- **Set task**
Count the lines in the material below that contain the string "record". Reply with the number alone.
______________________________
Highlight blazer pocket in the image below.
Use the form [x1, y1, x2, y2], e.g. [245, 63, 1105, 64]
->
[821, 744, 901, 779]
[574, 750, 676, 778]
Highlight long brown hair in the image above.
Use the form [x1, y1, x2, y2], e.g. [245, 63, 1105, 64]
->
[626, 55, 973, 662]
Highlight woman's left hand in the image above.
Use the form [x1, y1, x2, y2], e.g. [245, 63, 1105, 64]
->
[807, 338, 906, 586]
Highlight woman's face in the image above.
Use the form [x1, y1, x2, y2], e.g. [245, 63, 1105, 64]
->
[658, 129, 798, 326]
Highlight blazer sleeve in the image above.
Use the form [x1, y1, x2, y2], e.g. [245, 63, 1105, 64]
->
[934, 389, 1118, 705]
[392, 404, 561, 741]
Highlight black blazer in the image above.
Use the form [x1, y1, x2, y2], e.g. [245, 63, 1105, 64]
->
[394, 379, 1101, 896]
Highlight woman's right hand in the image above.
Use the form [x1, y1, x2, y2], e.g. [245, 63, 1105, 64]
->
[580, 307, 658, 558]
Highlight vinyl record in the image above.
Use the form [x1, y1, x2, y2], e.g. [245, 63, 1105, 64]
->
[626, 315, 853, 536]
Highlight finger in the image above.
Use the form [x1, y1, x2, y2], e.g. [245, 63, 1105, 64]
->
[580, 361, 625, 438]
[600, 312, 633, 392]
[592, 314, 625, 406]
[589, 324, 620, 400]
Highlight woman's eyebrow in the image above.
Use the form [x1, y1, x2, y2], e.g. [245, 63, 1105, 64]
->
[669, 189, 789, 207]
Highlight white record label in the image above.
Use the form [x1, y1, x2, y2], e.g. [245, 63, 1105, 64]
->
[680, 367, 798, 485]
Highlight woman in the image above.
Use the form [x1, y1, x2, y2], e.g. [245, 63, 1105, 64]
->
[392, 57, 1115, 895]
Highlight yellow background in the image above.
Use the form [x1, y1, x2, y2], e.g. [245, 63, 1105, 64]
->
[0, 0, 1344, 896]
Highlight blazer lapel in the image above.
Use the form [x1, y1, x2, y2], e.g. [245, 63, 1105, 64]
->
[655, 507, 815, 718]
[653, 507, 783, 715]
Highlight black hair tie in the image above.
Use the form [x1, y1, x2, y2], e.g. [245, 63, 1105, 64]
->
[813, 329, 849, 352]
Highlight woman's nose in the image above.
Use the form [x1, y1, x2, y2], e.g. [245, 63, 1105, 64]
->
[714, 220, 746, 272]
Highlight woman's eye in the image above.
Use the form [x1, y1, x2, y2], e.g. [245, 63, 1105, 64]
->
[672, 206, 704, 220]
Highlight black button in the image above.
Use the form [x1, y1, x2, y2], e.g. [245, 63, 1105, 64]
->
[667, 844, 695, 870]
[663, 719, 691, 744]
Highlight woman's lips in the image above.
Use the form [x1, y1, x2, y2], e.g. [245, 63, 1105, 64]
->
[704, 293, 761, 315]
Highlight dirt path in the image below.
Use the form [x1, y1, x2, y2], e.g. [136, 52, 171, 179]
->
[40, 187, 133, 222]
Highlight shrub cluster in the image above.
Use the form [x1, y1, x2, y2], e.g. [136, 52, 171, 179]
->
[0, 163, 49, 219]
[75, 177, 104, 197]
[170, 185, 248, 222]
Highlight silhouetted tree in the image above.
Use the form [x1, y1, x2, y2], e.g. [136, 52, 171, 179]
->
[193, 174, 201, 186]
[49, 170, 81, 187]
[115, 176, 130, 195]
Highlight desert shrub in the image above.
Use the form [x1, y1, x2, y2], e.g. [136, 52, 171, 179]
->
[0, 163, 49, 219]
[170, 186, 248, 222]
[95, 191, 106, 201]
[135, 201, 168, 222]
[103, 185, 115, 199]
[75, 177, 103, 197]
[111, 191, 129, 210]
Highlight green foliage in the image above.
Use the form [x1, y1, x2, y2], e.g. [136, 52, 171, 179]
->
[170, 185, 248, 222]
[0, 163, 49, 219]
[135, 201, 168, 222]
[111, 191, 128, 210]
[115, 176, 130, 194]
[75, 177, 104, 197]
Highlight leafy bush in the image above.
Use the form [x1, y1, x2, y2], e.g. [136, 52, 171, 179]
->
______________________________
- **Solution to this problem**
2